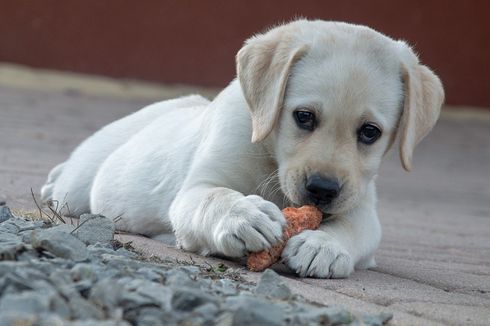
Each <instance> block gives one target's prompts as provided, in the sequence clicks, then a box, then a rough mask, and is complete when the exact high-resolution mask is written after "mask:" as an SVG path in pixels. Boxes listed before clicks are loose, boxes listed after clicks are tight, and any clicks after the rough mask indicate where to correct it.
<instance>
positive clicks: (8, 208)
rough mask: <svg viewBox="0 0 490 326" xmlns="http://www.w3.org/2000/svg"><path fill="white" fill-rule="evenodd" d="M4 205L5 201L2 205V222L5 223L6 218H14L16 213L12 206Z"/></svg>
mask: <svg viewBox="0 0 490 326" xmlns="http://www.w3.org/2000/svg"><path fill="white" fill-rule="evenodd" d="M4 205H5V202H4V203H3V204H1V205H0V223H3V222H5V221H6V220H9V219H11V218H14V215H12V212H11V211H10V208H8V206H4Z"/></svg>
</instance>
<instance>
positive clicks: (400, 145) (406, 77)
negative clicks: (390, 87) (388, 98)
mask: <svg viewBox="0 0 490 326" xmlns="http://www.w3.org/2000/svg"><path fill="white" fill-rule="evenodd" d="M400 43H401V42H400ZM402 44H403V45H404V48H405V49H404V52H405V53H404V55H403V57H404V58H403V59H402V65H401V73H402V78H403V84H404V88H405V90H404V91H405V92H404V93H405V99H404V103H403V111H402V115H401V118H400V124H399V129H398V135H399V139H400V160H401V163H402V166H403V168H404V169H405V170H407V171H410V170H411V169H412V156H413V151H414V149H415V146H417V144H418V143H419V142H420V141H421V140H422V139H423V138H424V137H425V136H426V135H427V134H428V133H429V131H430V130H431V129H432V127H434V125H435V123H436V122H437V119H438V118H439V114H440V112H441V106H442V103H443V101H444V89H443V88H442V83H441V81H440V80H439V78H438V77H437V76H436V75H435V74H434V73H433V72H432V71H431V70H430V69H429V68H427V67H426V66H424V65H422V64H420V63H419V61H418V58H417V56H416V55H415V53H413V51H412V50H411V49H410V48H409V47H408V46H407V45H406V44H404V43H402Z"/></svg>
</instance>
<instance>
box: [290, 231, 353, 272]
mask: <svg viewBox="0 0 490 326" xmlns="http://www.w3.org/2000/svg"><path fill="white" fill-rule="evenodd" d="M282 258H283V259H284V262H285V263H286V264H287V265H288V266H289V268H291V269H292V270H293V271H295V272H296V273H298V274H299V275H300V276H301V277H306V276H310V277H318V278H345V277H347V276H349V275H350V274H351V273H352V271H353V270H354V263H353V261H352V258H351V256H350V254H349V253H348V252H347V250H346V249H345V248H343V246H342V245H341V244H340V243H339V242H338V241H337V240H335V239H333V238H332V237H331V236H329V235H328V234H327V233H325V232H323V231H318V230H317V231H310V230H308V231H304V232H301V233H300V234H298V235H296V236H294V237H292V238H291V239H289V241H288V243H287V244H286V247H285V248H284V251H283V252H282Z"/></svg>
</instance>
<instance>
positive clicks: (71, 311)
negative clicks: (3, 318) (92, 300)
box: [68, 296, 104, 319]
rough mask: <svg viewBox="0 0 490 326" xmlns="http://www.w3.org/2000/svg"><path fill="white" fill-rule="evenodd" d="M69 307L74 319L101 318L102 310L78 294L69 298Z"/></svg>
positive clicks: (91, 318)
mask: <svg viewBox="0 0 490 326" xmlns="http://www.w3.org/2000/svg"><path fill="white" fill-rule="evenodd" d="M69 300H70V301H69V303H68V305H69V307H70V311H71V315H72V318H75V319H103V318H104V312H103V311H102V309H100V308H99V307H98V306H96V305H94V304H93V303H91V302H90V301H88V300H85V299H84V298H82V297H80V296H74V297H70V298H69Z"/></svg>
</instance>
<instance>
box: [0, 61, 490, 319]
mask: <svg viewBox="0 0 490 326" xmlns="http://www.w3.org/2000/svg"><path fill="white" fill-rule="evenodd" d="M134 85H135V84H134V83H129V82H116V81H112V80H106V79H103V82H101V81H100V78H99V79H97V78H96V79H93V78H91V77H84V76H82V77H80V76H74V75H71V74H69V75H66V74H58V73H56V74H53V73H51V72H42V71H41V72H39V71H30V70H25V69H24V68H18V67H14V68H12V67H7V68H5V66H0V200H1V199H4V200H6V201H7V203H8V205H9V206H10V207H11V208H13V209H17V210H32V209H33V208H34V207H35V205H34V203H33V200H32V198H31V195H30V189H31V188H32V189H33V190H34V192H35V193H38V191H39V189H40V186H41V185H42V184H43V182H44V180H45V178H46V175H47V173H48V172H49V170H50V169H51V168H52V167H53V166H54V165H56V164H57V163H59V162H61V161H63V160H65V159H66V158H67V157H68V155H69V153H70V151H71V150H72V149H73V148H74V147H75V146H76V145H77V144H78V143H79V142H80V141H82V140H83V139H84V138H86V137H87V136H88V135H90V134H91V133H93V132H94V131H95V130H97V129H98V128H100V127H101V126H103V125H105V124H106V123H108V122H110V121H112V120H114V119H117V118H119V117H121V116H124V115H126V114H128V113H130V112H132V111H134V110H136V109H138V108H140V107H141V106H143V105H145V104H147V103H150V102H152V101H153V100H156V99H162V98H165V97H171V96H175V95H177V94H180V93H181V92H188V91H190V90H191V89H189V88H185V87H184V88H181V87H173V88H168V87H161V86H158V85H146V84H143V85H141V84H137V87H136V86H134ZM149 90H150V91H149ZM204 91H205V92H207V94H212V93H213V91H212V90H211V91H209V90H204ZM489 139H490V111H479V112H476V111H471V110H463V111H453V110H450V108H445V113H444V114H443V116H442V118H441V120H440V122H439V123H438V125H437V126H436V128H435V129H434V131H433V132H432V133H431V134H430V136H429V137H428V138H427V139H426V140H424V141H423V142H422V144H421V145H420V146H419V147H418V148H417V150H416V153H415V160H414V172H412V173H406V172H403V170H402V169H401V167H400V164H399V161H398V158H397V153H396V152H394V153H393V154H392V155H391V156H389V157H388V158H387V160H386V161H385V162H384V163H383V165H382V168H381V171H380V176H379V179H378V180H379V181H378V184H379V214H380V218H381V222H382V225H383V230H384V235H383V240H382V243H381V246H380V248H379V250H378V253H377V262H378V267H376V268H373V269H371V270H368V271H357V272H355V273H354V274H353V275H352V276H351V277H350V278H349V279H345V280H320V279H299V278H297V277H295V276H294V275H291V274H287V273H284V279H285V280H286V281H287V282H288V284H289V285H290V286H291V288H292V289H293V290H294V291H295V292H297V293H300V294H302V295H304V296H305V297H307V298H309V299H310V300H313V301H317V302H321V303H325V304H340V305H345V306H348V307H350V308H351V309H353V310H354V311H359V312H379V311H386V312H392V313H394V319H393V321H392V322H391V323H392V324H393V325H430V324H451V325H489V324H490V163H489V162H490V142H489V141H488V140H489ZM121 237H122V238H123V239H125V240H132V241H133V244H134V245H135V247H136V248H137V249H138V250H141V251H142V252H144V253H145V254H147V255H160V256H172V257H177V258H179V259H190V258H189V257H191V256H192V257H194V258H193V259H194V260H195V261H197V262H200V261H202V258H199V257H197V256H195V255H189V254H188V253H184V252H182V251H178V250H175V249H173V248H171V247H170V246H167V245H165V244H163V243H158V242H155V241H152V240H149V239H145V238H142V237H135V236H130V235H122V236H121ZM206 261H207V262H209V263H211V264H214V263H217V262H219V260H218V259H212V258H206ZM226 264H228V265H230V266H235V267H239V265H237V263H234V262H226ZM245 275H246V277H247V278H249V279H251V280H255V279H257V274H255V273H249V272H247V273H246V274H245Z"/></svg>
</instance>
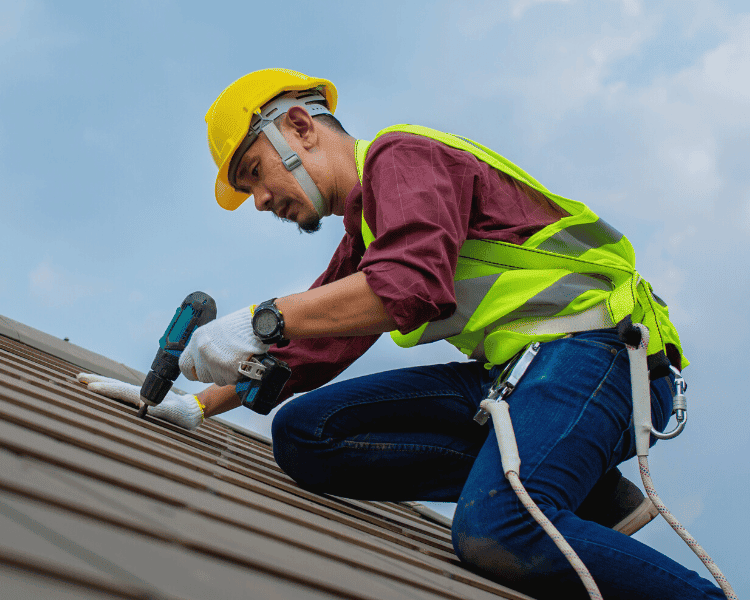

**EXERCISE INSTRUCTIONS:** Return all of the records above exactly as written. Omit each picture.

**WRITTEN RESPONSE:**
Each <instance> block gives one target's prompts as provided, in the sequence clicks, then a box, then a rough mask, and is complete when the exact high-resolution mask is written after "mask:" as an SVG path in pixels. Boxes listed before clicks are loose, boxes listed after clicks are tight, and any clicks after the rough mask indicate where to correct it.
<instance>
positive clicks: (8, 208)
rough mask: <svg viewBox="0 0 490 326" xmlns="http://www.w3.org/2000/svg"><path fill="white" fill-rule="evenodd" d="M4 205L5 201L2 205V222L5 223L6 218H14L16 213L12 206Z"/></svg>
mask: <svg viewBox="0 0 490 326" xmlns="http://www.w3.org/2000/svg"><path fill="white" fill-rule="evenodd" d="M4 205H5V202H4V203H3V204H1V205H0V223H3V222H5V221H6V220H9V219H11V218H14V215H12V212H11V211H10V208H8V206H4Z"/></svg>
</instance>
<instance>
positive clicks: (400, 145) (406, 77)
negative clicks: (390, 87) (388, 98)
mask: <svg viewBox="0 0 490 326" xmlns="http://www.w3.org/2000/svg"><path fill="white" fill-rule="evenodd" d="M400 43H401V42H400ZM402 44H403V45H404V48H405V49H404V52H405V53H404V55H403V57H404V58H403V59H402V65H401V73H402V78H403V84H404V88H405V90H404V91H405V92H404V93H405V99H404V103H403V111H402V115H401V118H400V124H399V129H398V135H399V139H400V160H401V163H402V166H403V168H404V169H405V170H407V171H410V170H411V169H412V156H413V151H414V149H415V146H417V144H418V143H419V142H420V141H421V140H422V139H423V138H424V137H425V136H426V135H427V134H428V133H429V131H430V130H431V129H432V127H434V125H435V123H436V122H437V119H438V118H439V114H440V112H441V106H442V103H443V101H444V89H443V88H442V83H441V81H440V80H439V78H438V77H437V76H436V75H435V74H434V73H433V72H432V71H431V70H430V69H429V68H427V67H426V66H424V65H422V64H420V63H419V61H418V58H417V56H416V55H415V53H413V51H412V50H411V49H410V48H409V47H408V46H407V45H406V44H404V43H402Z"/></svg>
</instance>
<instance>
box: [290, 231, 353, 272]
mask: <svg viewBox="0 0 490 326" xmlns="http://www.w3.org/2000/svg"><path fill="white" fill-rule="evenodd" d="M282 258H283V259H284V262H285V263H286V264H287V265H288V266H289V268H291V269H292V270H293V271H295V272H296V273H298V274H299V275H300V276H301V277H306V276H310V277H318V278H345V277H347V276H349V275H350V274H351V273H352V271H353V270H354V263H353V261H352V258H351V256H350V254H349V253H348V252H347V250H346V249H345V248H343V246H342V245H341V244H340V243H339V242H338V241H337V240H335V239H333V238H332V237H331V236H329V235H328V234H327V233H325V232H323V231H318V230H317V231H310V230H308V231H304V232H301V233H300V234H298V235H296V236H294V237H292V238H291V239H289V241H288V243H287V244H286V247H285V248H284V251H283V252H282Z"/></svg>
</instance>
<instance>
positive clicks: (71, 311)
negative clicks: (3, 318) (92, 300)
box: [68, 296, 104, 319]
rough mask: <svg viewBox="0 0 490 326" xmlns="http://www.w3.org/2000/svg"><path fill="white" fill-rule="evenodd" d="M69 307L74 319L101 318L102 310L78 294L69 298Z"/></svg>
positive clicks: (91, 318)
mask: <svg viewBox="0 0 490 326" xmlns="http://www.w3.org/2000/svg"><path fill="white" fill-rule="evenodd" d="M69 300H70V301H69V303H68V305H69V307H70V311H71V315H72V318H75V319H103V318H104V312H103V311H102V309H100V308H99V307H98V306H96V305H94V304H93V303H91V302H90V301H88V300H85V299H84V298H82V297H80V296H74V297H70V298H69Z"/></svg>
</instance>
<instance>
box: [0, 61, 490, 319]
mask: <svg viewBox="0 0 490 326" xmlns="http://www.w3.org/2000/svg"><path fill="white" fill-rule="evenodd" d="M134 85H135V84H134V83H129V82H116V81H112V80H106V79H103V82H101V81H100V78H99V79H97V78H96V79H93V78H91V77H84V76H82V77H80V76H74V75H71V74H69V75H66V74H58V73H56V74H53V73H51V72H42V71H41V72H39V71H30V70H25V69H24V68H18V67H14V68H12V67H7V68H5V66H0V200H1V199H4V200H6V201H7V203H8V205H9V206H10V207H11V208H13V209H17V210H32V209H33V208H34V207H35V205H34V203H33V200H32V198H31V195H30V189H31V188H32V189H33V190H34V192H35V193H38V191H39V189H40V186H41V185H42V184H43V182H44V180H45V178H46V175H47V173H48V172H49V170H50V169H51V168H52V167H53V166H54V165H56V164H57V163H59V162H61V161H63V160H65V159H66V158H67V157H68V155H69V153H70V151H71V150H72V149H73V148H74V147H75V146H76V145H77V144H78V143H79V142H80V141H82V140H83V139H84V138H86V137H87V136H88V135H90V134H91V133H93V132H94V131H95V130H97V129H98V128H100V127H101V126H103V125H105V124H106V123H108V122H110V121H112V120H114V119H117V118H119V117H121V116H124V115H126V114H128V113H130V112H132V111H134V110H136V109H138V108H140V107H141V106H143V105H145V104H147V103H150V102H152V101H153V100H156V99H162V98H165V97H171V96H175V95H177V94H180V93H181V92H188V91H190V90H191V89H189V88H185V87H184V88H181V87H173V88H168V87H161V86H158V85H146V84H143V85H141V84H137V87H136V86H134ZM149 90H150V91H149ZM204 91H205V92H207V94H212V93H213V91H212V90H211V91H209V90H204ZM489 139H490V111H479V112H476V111H471V110H463V111H453V110H450V108H445V113H444V114H443V116H442V118H441V120H440V122H439V123H438V125H437V126H436V128H435V129H434V131H433V132H432V133H431V134H430V136H429V137H428V138H427V139H426V140H424V141H423V142H422V144H421V145H420V146H419V147H418V148H417V150H416V153H415V160H414V172H412V173H406V172H403V170H402V169H401V167H400V164H399V161H398V158H397V153H396V152H394V153H393V154H392V155H391V156H389V157H388V158H387V160H386V161H385V162H384V163H383V165H382V168H381V171H380V176H379V179H378V180H379V181H378V184H379V214H380V218H381V222H382V225H383V230H384V235H383V240H382V243H381V246H380V248H379V250H378V253H377V262H378V267H376V268H373V269H371V270H368V271H357V272H355V273H354V274H353V275H352V276H351V277H350V278H349V279H345V280H320V279H299V278H297V277H295V276H294V275H291V274H287V273H284V279H285V280H286V281H287V282H288V284H289V285H290V286H291V288H292V289H293V290H294V291H295V292H297V293H300V294H302V295H304V296H305V297H307V298H309V299H310V300H313V301H317V302H321V303H325V304H340V305H345V306H348V307H350V308H351V309H353V310H354V311H359V312H379V311H386V312H392V313H394V319H393V321H392V322H391V323H392V324H393V325H430V324H451V325H489V324H490V163H489V162H490V142H489V141H488V140H489ZM121 237H122V238H123V239H125V240H132V241H133V244H134V245H135V247H136V248H137V249H138V250H141V251H142V252H144V253H145V254H147V255H160V256H172V257H177V258H179V259H190V258H189V257H191V256H192V257H194V258H193V259H194V260H195V261H197V262H200V261H202V258H199V257H197V256H195V255H189V254H188V253H184V252H182V251H178V250H175V249H173V248H171V247H170V246H167V245H165V244H163V243H158V242H155V241H152V240H149V239H145V238H142V237H135V236H130V235H122V236H121ZM206 261H207V262H209V263H211V264H214V263H217V262H219V260H218V259H212V258H206ZM226 264H228V265H230V266H235V267H239V265H237V263H234V262H226ZM245 275H246V277H247V278H249V279H251V280H255V279H257V274H255V273H249V272H247V273H246V274H245Z"/></svg>
</instance>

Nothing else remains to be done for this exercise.